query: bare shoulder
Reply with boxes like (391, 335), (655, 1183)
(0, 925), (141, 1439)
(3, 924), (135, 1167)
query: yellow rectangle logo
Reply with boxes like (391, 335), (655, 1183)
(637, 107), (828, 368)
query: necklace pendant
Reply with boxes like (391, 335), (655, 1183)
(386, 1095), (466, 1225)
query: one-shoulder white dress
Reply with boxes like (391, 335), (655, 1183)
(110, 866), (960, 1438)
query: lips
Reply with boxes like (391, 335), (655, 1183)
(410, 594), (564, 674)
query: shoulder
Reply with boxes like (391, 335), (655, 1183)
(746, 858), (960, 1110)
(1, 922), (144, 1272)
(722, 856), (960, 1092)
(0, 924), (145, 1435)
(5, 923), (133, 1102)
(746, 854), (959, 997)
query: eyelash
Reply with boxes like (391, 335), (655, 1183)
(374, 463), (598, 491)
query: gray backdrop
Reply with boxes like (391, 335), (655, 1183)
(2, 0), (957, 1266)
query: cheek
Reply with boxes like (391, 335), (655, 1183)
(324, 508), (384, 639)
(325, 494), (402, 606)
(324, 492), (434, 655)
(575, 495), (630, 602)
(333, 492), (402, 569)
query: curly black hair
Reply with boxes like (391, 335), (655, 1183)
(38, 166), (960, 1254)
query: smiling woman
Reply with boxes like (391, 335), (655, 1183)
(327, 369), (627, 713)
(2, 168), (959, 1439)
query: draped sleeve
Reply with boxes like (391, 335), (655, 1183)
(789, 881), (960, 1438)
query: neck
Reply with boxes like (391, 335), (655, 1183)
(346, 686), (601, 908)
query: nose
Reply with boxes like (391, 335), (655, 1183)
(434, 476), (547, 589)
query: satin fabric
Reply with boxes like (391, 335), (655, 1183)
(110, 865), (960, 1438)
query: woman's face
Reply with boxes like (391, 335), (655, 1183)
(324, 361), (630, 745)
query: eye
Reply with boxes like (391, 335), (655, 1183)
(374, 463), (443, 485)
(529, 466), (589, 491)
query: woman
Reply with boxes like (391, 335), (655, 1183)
= = = =
Exercise requirements: From the records above, return each line that has the string "shoulder".

Answer:
query: bare shoulder
query: one-shoulder white dress
query: shoulder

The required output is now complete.